EL PAÍS 06/05/14
JAVIER CREMADES
· Al pueblo soberano no cabe reconocerlo en partes o fracciones, pues no es divisible
Ante el debate suscitado sobre la independencia de Cataluña y sus relevantes implicaciones jurídicas, me gustaría expresar mi preocupación por la postura adoptada por algunos líderes políticos que proclaman su intención de desvincularse unilateralmente del marco constitucional al margen del procedimiento previsto por nuestra Ley Fundamental para su reforma.
Quienes hemos estudiado el Derecho Constitucional sabemos bien que nuestra Constitución no es una ley más, sino que expresa la voluntad del poder constituyente de un pueblo, el español, en el que radica la soberanía y del que emanan todos los poderes del Estado. Como jurista y demócrata defiendo una España plural, en la que caben las adhesiones y también las discrepancias. Pero siempre desde el respeto a la Constitución, que establece un marco jurídico, que nos dimos en la Transición, y que proclama la igualdad de derechos entre todos los españoles.
Soy plenamente consciente de que el ordenamiento jurídico no es inmutable y por ello pienso que los legítimos deseos y aspiraciones sociales y políticas deben canalizarse, pero siempre con estricto respeto a las leyes y a los procedimientos en ellas previstos para su reforma, de manera que el diálogo y el acuerdo entre ciudadanos iguales ayude a mejorar nuestro ordenamiento jurídico, que es la mejor garantía de nuestra convivencia democrática.
Pero me preocuparía que esta cuestión se limitara a una cuestión formal sobre la reforma de la Constitución, o mejor, de la interpretación que se haga de la Constitución. Hay países de larga tradición democrática, como Gran Bretaña, que no tienen una Constitución escrita. Por eso, pienso que sería más adecuado relacionar la unidad de la Nación con la voluntad de todo el pueblo, que sustenta la soberanía y que, por serlo, forma su propio ordenamiento jurídico para canalizar a través del mismo aquella voluntad y, en definitiva, aquella soberanía. Eso es democracia. Un pueblo sin ordenamiento jurídico no será nunca un Estado de derecho y, si no lo tiene, o no lo respeta, no será un pueblo demócrata y civilizado sino una anarquía, un caos o una sociedad dirigida de espaldas a la libre voluntad de sus miembros. Por eso, decir lo contrario será hacer demagogia: una falsa e interesada valoración de la realidad. En consecuencia, los conceptos de voluntad del pueblo, democracia y Estado de derecho son inseparables. De esta manera, si la voluntad de todo el pueblo español ha creado en España, como así ha sido, un orden jurídico cuya cúspide viene coronada por la Constitución, solo ese pueblo, en su conjunto y con sus valores y voluntades, es quien puede cambiar el orden jurídico establecido. “Parte del pueblo no es el pueblo” y, por consiguiente, si una parte quiere separarse del resto realizando un acto de secesión, quebranta el ordenamiento jurídico establecido por todos y con ello vulnera la soberanía, el Estado de derecho y la democracia. Y ya hemos visto lo que suele ocurrir en esos casos.

######

### Consigna A
Extrae de los registros que siguen todas las líneas en las que aparezca la cadena "pixel".

(Extractos de datos de señalamiento)
######

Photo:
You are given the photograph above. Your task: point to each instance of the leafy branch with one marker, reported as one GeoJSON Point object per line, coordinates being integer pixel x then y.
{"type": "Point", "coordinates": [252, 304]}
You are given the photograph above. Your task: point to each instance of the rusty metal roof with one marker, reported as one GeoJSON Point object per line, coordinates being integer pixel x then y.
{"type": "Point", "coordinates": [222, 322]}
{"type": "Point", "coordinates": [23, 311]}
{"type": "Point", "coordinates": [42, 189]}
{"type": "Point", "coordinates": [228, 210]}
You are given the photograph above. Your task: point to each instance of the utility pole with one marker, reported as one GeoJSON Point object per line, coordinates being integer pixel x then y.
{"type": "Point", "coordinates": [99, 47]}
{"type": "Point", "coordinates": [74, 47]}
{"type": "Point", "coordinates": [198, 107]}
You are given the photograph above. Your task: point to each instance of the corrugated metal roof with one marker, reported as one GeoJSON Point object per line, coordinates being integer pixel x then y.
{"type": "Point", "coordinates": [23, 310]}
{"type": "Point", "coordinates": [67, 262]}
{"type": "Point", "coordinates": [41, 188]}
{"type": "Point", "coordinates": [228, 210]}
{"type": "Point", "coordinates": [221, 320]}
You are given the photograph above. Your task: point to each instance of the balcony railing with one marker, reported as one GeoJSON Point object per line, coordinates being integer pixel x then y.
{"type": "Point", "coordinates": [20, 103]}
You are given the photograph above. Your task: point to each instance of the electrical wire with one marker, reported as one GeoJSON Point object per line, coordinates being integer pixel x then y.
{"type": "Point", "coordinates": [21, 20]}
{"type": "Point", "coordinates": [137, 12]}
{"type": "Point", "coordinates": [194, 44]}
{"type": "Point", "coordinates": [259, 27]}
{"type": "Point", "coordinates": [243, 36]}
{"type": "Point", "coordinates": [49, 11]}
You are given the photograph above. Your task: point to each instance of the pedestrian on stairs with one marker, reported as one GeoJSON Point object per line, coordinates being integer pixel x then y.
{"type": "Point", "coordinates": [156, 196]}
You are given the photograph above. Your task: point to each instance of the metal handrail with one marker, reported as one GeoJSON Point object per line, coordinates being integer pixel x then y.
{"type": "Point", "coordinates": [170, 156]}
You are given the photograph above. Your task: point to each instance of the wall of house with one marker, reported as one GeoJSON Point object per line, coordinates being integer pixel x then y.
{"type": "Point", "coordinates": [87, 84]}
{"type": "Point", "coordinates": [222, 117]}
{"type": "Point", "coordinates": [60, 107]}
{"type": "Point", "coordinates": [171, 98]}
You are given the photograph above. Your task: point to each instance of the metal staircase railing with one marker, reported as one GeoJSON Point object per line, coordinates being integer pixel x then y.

######

### Consigna B
Reproduce sin cambios el fragmento del texto sobre la independencia de Cataluña comprendido entre "Quienes hemos estudiado" y "todos los españoles.", ambos incluidos.

### Solución A
You are given the photograph above. Your task: point to each instance of the leafy branch with one marker, reported as one GeoJSON Point object per line, coordinates being integer pixel x then y.
You are given the photograph above. Your task: point to each instance of the rusty metal roof with one marker, reported as one GeoJSON Point object per line, coordinates being integer pixel x then y.
You are given the photograph above. Your task: point to each instance of the utility pole with one marker, reported as one GeoJSON Point object per line, coordinates being integer pixel x then y.
You are given the photograph above. Your task: point to each instance of the corrugated metal roof with one marker, reported as one GeoJSON Point object per line, coordinates being integer pixel x then y.
You are given the photograph above. Your task: point to each instance of the balcony railing with one marker, reported as one GeoJSON Point object per line, coordinates being integer pixel x then y.
You are given the photograph above. Your task: point to each instance of the electrical wire with one marker, reported as one GeoJSON Point object per line, coordinates being integer pixel x then y.
You are given the photograph above. Your task: point to each instance of the pedestrian on stairs with one marker, reported as one GeoJSON Point object per line, coordinates being integer pixel x then y.
You are given the photograph above. Your task: point to each instance of the metal handrail with one marker, reported as one GeoJSON Point object per line, coordinates being integer pixel x then y.
You are given the photograph above. Your task: point to each instance of the wall of house with one marker, reported as one GeoJSON Point object per line, coordinates being integer pixel x then y.
You are given the photograph above. Your task: point to each instance of the metal staircase railing with one marker, reported as one GeoJSON Point object per line, coordinates being integer pixel x then y.

### Solución B
Quienes hemos estudiado el Derecho Constitucional sabemos bien que nuestra Constitución no es una ley más, sino que expresa la voluntad del poder constituyente de un pueblo, el español, en el que radica la soberanía y del que emanan todos los poderes del Estado. Como jurista y demócrata defiendo una España plural, en la que caben las adhesiones y también las discrepancias. Pero siempre desde el respeto a la Constitución, que establece un marco jurídico, que nos dimos en la Transición, y que proclama la igualdad de derechos entre todos los españoles.